作業内容.
1 – 書評をもとに、次の問いに答えよ。
(a) 犬養隼人はどこに所属する刑事か。
(b) 少年の死体はどこで見つかったか。
(c) 高千穂明日香が大学で専攻していたのは何か。
2 – 「カインの傲慢」の書評の続きを、最後の文の後から書き継げ。

組織的な臓器密売の影に潜む黒幕を暴けー中山七里「カインの傲慢」

若い頃は俳優養成所に通っていた経歴をもつイケメンで女性の嘘は全く見抜けないが、男の嘘は確実に見抜く、組織の枠から外れっぱなしの敏腕刑事なのですが、職務中に知り合った被害者との浮気が原因で「バツ2」となり、腎臓病で療養中の実の娘からは冷たい扱いをされている、警視庁捜査一課の刑事・犬養隼人を主人公にしたミステリーの第5弾が本書『中山七里「カインの傲慢」(角川書店)』です。

第1弾「切り裂きジャックの告白」では臓器移植、第3弾「ハーメルンの誘拐魔」では子宮頸がんワクチン、第4弾「ドクターデスの遺産」では安楽死といった医療関係のトピックな話題にまつわる事件を解決してきた犬養隼人ですが、今巻では再び臓器移植に関連した連続殺人事件を、あいかわらず正義感が強くて衝突の多い「高千穂明日香」とともに捜査します。

構成と注目ポイント】

構成は

一 死者の名前
二 二つの国の貧困
三 貧者の資産
四 富豪の買い物
五 カインの末裔

となっていて、まずは、東京都の石神井にある公園緑地で十歳をすこしでたぐらいの少年の死体が埋められているのを発見されるところから始まります。少年の死体には手術痕があり、肝臓が半分摘出されているというあたりに、「切り裂きジャック」事件との類似性を感じさせますね。

そして、この少年の身元が最初のうちは捜索願も、学校からの情報もまるでなくて暗礁に乗り上げそうになるのですが、少年の顔立ちが「昭和ふう」の昔っぽい顔立ちであることにヒントを得た明日香が出入国管理事務所に紹介し、被害者が中国から、「周」と言う名前の中国人と一緒に来日した中国籍の少年であることが判明。明日香が、その少年の出身地へ捜査に出向くことになります。ここで、明日香が大学で中国語を専攻していて、北京への留学経験もあることが明らかになるのですが、これは海外捜査のくだりをとんとんと進めるための筆者の設定でしょうね。

この海外捜査で、中国と日本を結ぶ常習的な「臓器」ブローカーの存在と、子供の養子縁組を隠れ蓑に、実質的な子供の身売りをして家計を維持している中国の貧困層の描写がされていくのですが、これが後半で「日本」へのブーメランのように返ってきます。

記録一覧.

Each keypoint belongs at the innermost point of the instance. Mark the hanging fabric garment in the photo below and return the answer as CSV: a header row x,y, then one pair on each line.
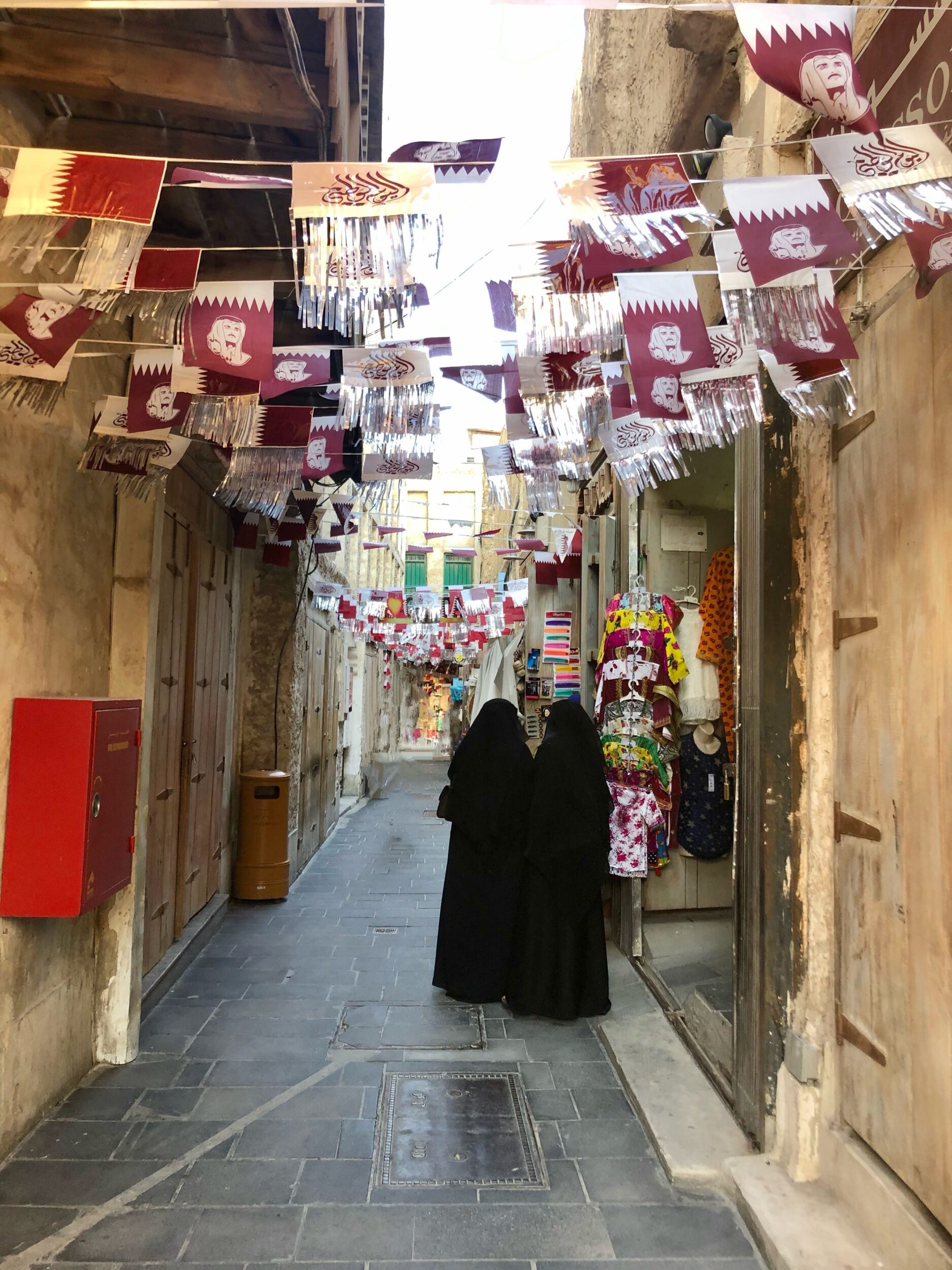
x,y
717,615
490,785
699,692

解答.
1 –
(a) 警視庁捜査一課
(b) 東京都の石神井にある公園緑地
(c) 中国語

2 –
DVでギャンブル中毒の元夫のこしらえた借金がもとで雪だるま的に増えた借金を返すために、子供が自分の臓器を売り、事故の後遺症で死亡した第二の事件、第一の事件の捜査の過程で所轄の刑事・長束が紹介してくれた石神井の地元不良グループの一人が、賭け麻雀で嵌められて負った借金を返すためにやった臓器売買がもとで殺される第三の事件、と中国だけでなく日本の貧困家庭でも、臓器売買が組織的に行われていることを犬養たちがつきとめていきます。

この組織犯罪を暴くカギとなるのが、臓器摘出をした医師の存在で、臓器提出の手際の良さと、それとはうって変わるような縫合の拙さや少年の脳を手掛かりに、留学生医師と大きな大学病院の外科がからんでいることをつきとめていく捜査勘はさすがです。ついでに、高飛車な大学の事務局長と医学部長を追い詰めていくところは、他のシリーズ同様に、読者の溜飲が下がるところですね。

そして、臓器摘出の実行犯をつきとめ、その臓器を買ってい黒幕を突き止めるのですが、なんと、それは日本有数の経済団体の会長も務めた経歴をもつ大々企業コンツェルンの総帥で・・・というところで、さすがの犬養たちも、今回は巨悪の大きさに圧倒されることとなります。

で、「あー、権力と金を持っている相手には敵わないのねー」と無力感を読者が感じたところで、その黒幕が臓器売買をする意外な理由が突然明らかになって、おそらくびっくりすること間違いなしの急転直下の結末です。このへんの詳細は原書のほうでどうぞ。切り裂きジャック事件とは、また違う「臓器移植」の闇に犬養が切り込むのですが、今回はちょっと苦い後味が残るような気がします。

レビュアーからひと言

「ハーメルンの誘拐魔」事件から、犬養隼人の相棒を務める、警視庁捜査一課の紅一点の刑事で、映画「ドクターデスの遺産」では北川景子さんが演じている「高千穂明日香刑事は、もともと少年犯罪を扱う生活安全部門志望で、いやいや刑事畑に配属されていて、今まではその正義感が空回りしているところがありました。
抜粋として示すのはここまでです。